» **Texte d'étude**

===============

Ad augusta per angusta. Une promenade inopinée un samedi matin sous la pluie et voilà que nous découvrons ébahi pourquoi et comment la facture d’eau des Franciliens va subir dans les toutes prochaines années le contrecoup d’une spéculation effrénée, sans précédent depuis les grandes heures du gaullisme immobilier.
Le Grand Paris Express c’est 68 nouvelles gares en première et seconde couronne de la Métropole, pour un coût de 35 milliards d’euros.
A côté, (1971, souvenirs, souvenirs), la Garantie foncière et Lipsky jouaient dans le bac à sable.
Hier matin, sous la pluie, nous nous en allions vaillamment faire l’acquisition des ingrédients nécessaires à la confection d’une feijoada au supermarché (E viva Porto !) Primland, sis 88 boulevard Edouard Branly à Romainville, en lisière de Montreuil.
Romainville ! Corinne Valls, Don Bartolone ! Avant d’avoir fait ouf on est déjà à la troisième saison du Parrain...
L’autre marché canal portuguese historique du dimanche matin aux Quatres Chemins, avec le vrai chou à lapin, à peine sorti du tromé, on se fait maintenant alpaguer par des petits revendeurs comme dans The Wire, tout fout le camp.
Bref, ici, en lointaine filiation des dérives psychogéographiques chères aux situs, impossible de faire mieux, sans compter qu’avant que le Comité du Tourisme du 93 n’y parachute des bobos à poussette, ce sont quelques générations de grossiums de l’immobilier qui se seront carapatés Outre-Quiévrain.
Bus 96 depuis Ménilmontant jusqu’à Porte des Lilas, puis le 105 de Porte des Lilas à Carnot, puis le 322 depuis Carnot jusquà l’antre bénie du Chourizo et de la morue sèche.
Au carrefour Carnot, une emprise d’un bon hectare sur laquelle d’immenses engins de chantier à l’arrêt entourent un gigantesque réservoir en alu, d’une bonne quinzaine de mètres de haut, ressemblant à un gazomètre (avec les petites échelles sur le côté) : la future gare Carnot dans le prolongement de la ligne 11 du métro parisien.
Encore cinq stations dans le 322 et voilà Primland, paumé au milieu de nulle part, cerné par les bretelles de l’A3 en lisière de Montreuil, le haut, pas les bobos.

===============

» **Données sources**
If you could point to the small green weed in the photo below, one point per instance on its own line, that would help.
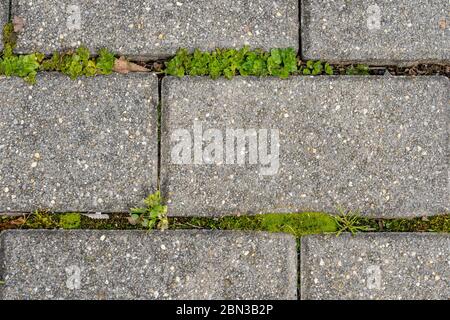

===============

» **Série d'exercices**
[a] Relevez toutes les lignes de bus que le texte mentionne, avec le trajet parcouru sur chacune d'elles.
[b] Résumez le texte en deux phrases.
[c] Poursuivez le récit de la promenade après sa dernière phrase, en gardant le même ton.

» **Corrigé des exercices**
[a]
- Ligne 96 : de Ménilmontant à Porte des Lilas
- Ligne 105 : de Porte des Lilas à Carnot
- Ligne 322 : de Carnot jusqu'au supermarché Primland

[b] Le texte annonce que la facture d'eau des Franciliens subira le contrecoup d'une spéculation effrénée et présente le Grand Paris Express comme un projet de 68 nouvelles gares pour 35 milliards d'euros. Il raconte ensuite un trajet en bus sous la pluie jusqu'au supermarché Primland, à Romainville, pour acheter les ingrédients d'une feijoada, en passant devant le chantier de la future gare Carnot, dans le prolongement de la ligne 11.

[c]
Dans le bas Montreuil, c’est Carrefour, et les marchands d’essence, qui créent des "nouveaux lieux de vie", faut le voir pour y croire :
http://www.datapressepremium.com/rmdiff/2005161/diff_2021018050717192555.pdf
Emplettes faites, je traverse le boulevard pour repartir dans l’autre sens, et me retrouve juste en face d’un autre chantier, un immense trou dans la boue au fond duquel s’affairent des ouvriers, casque et gilet fluo, sous la pluie, un samedi matin.
L’intéressant c’est le paysage autour, un attristant méli-mélo de vieux pavillons de meulière, de nombreuses ruines aux toits effondrés et aux vitres brisées, d’anciens hangars abandonnés, bref tout ce qui confère à la zone son caractère de “no-go zone”.
Et juste en face de l’arrêt de bus un immense panneau : “Ici votre future résidence, du 2 au 5 pièces, à proximité de la nouvelle station de la ligne 11, blablabla… Avec tous les petits cartouches qui vont avec, déclinant la kyrielle d’avantages fiscaux propres à séduire l’investisseur potentiel. De Robien sors de ce corps !
Le contraste entre l’immense et rutilant chromo en couleur de la fastueuse résidence et l’environnement est accablant. Un Palais des mille et nuits pour famille de cadres (presque) supérieurs ayant voté En Marche, parachuté genre en plein Mossoul dévasté par l’offensive finale contre l’EI.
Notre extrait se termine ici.